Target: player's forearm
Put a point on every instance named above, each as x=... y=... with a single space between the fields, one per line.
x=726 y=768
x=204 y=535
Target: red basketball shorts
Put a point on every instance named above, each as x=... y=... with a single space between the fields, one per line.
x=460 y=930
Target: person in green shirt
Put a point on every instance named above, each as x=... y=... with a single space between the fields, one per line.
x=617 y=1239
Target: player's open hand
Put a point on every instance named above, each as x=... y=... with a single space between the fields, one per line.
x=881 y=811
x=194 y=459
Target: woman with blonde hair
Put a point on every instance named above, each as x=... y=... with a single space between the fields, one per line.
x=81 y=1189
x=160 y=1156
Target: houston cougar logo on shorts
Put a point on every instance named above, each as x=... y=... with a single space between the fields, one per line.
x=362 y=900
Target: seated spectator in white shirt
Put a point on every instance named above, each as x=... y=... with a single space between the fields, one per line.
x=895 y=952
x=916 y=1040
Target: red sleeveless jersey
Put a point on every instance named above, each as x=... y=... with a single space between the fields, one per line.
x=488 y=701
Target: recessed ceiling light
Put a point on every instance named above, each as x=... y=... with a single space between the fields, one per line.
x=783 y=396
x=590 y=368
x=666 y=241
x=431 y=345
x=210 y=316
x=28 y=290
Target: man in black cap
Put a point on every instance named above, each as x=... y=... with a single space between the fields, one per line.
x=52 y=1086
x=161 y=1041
· · · · ·
For this exercise, please copy exactly the lines from the one holding "Target: seated spectator in white shirt" through the end of the records, the first and last included.

> Reply:
Target: seated spectator in white shirt
Put a point on every instance named above, each as x=... y=... with a single space between the fields, one per line.
x=895 y=952
x=916 y=1040
Target: red sleeveless jersey
Put a point on every instance named above, each as x=... y=... with a single space between the fields, one per line.
x=488 y=701
Target: recessed ceiling light
Put a point on every instance named above, each as x=... y=... with a single space between the fields, one per line.
x=783 y=396
x=590 y=368
x=666 y=241
x=431 y=345
x=210 y=316
x=28 y=290
Target: man in black cap
Put a point on every instance named above, each as x=... y=... with a single space between the fields, one per line.
x=52 y=1086
x=161 y=1041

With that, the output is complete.